----- MATERIAL -----
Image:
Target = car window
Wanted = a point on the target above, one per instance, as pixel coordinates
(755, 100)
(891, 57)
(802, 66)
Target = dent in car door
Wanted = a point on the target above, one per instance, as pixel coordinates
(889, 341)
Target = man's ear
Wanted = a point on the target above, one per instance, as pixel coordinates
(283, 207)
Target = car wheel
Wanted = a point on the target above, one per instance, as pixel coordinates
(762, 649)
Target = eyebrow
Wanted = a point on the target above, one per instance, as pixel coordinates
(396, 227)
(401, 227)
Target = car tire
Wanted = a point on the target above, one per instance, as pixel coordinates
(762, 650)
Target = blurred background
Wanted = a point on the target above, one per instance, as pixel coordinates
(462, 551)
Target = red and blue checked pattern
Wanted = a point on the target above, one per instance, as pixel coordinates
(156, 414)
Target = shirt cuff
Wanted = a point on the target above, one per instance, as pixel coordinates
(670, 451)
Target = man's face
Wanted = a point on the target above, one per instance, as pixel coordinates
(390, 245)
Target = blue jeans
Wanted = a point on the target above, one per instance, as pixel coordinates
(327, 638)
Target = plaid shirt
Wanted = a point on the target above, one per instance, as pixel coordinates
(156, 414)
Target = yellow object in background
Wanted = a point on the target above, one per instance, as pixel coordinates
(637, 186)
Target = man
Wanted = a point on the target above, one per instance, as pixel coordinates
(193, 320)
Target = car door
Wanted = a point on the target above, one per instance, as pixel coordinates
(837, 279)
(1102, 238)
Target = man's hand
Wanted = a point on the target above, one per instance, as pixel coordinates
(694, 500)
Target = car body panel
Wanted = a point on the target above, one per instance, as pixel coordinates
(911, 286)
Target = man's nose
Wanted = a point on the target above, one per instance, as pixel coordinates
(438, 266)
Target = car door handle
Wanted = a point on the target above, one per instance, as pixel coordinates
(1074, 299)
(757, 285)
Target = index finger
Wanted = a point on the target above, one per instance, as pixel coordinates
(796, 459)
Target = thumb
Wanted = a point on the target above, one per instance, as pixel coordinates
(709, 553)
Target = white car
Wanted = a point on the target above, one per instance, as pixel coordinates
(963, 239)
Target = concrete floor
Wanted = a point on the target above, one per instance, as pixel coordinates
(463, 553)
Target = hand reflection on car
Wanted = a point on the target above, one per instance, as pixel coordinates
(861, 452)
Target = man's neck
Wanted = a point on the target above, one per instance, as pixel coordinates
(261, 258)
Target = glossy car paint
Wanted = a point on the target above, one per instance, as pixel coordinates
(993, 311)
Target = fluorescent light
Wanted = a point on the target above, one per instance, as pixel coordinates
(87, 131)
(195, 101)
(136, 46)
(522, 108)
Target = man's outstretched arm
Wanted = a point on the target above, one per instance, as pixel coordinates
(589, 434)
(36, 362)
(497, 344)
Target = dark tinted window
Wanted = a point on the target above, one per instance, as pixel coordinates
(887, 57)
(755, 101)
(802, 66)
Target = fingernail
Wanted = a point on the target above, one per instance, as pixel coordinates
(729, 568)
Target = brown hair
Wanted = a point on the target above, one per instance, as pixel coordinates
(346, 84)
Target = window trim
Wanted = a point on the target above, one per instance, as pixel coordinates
-----
----- MATERIAL -----
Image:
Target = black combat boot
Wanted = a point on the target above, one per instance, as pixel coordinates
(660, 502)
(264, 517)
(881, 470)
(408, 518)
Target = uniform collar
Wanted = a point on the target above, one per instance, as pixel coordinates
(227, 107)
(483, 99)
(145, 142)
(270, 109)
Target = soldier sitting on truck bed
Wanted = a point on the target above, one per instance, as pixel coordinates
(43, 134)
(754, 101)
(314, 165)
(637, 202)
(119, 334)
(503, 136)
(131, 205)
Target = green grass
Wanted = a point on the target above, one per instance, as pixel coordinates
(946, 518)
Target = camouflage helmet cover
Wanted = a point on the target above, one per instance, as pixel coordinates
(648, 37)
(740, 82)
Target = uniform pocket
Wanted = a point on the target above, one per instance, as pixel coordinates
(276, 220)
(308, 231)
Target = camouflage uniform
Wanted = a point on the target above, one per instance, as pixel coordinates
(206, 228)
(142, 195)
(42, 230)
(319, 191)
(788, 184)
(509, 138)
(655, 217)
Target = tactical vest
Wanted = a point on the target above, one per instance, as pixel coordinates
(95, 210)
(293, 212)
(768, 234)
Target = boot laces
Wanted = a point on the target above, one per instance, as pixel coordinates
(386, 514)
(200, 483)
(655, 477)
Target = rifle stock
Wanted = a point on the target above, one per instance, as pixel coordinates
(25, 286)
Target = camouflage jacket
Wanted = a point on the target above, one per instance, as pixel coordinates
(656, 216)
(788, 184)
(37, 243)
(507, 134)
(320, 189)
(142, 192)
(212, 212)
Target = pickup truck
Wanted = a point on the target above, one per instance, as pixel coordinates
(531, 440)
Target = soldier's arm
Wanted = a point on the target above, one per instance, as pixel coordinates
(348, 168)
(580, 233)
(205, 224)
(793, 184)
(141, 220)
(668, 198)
-----
Gather every line above that contains the word "blue" and copy each one in full. Case counts.

Target = red and blue checked pattern
Target = blue jeans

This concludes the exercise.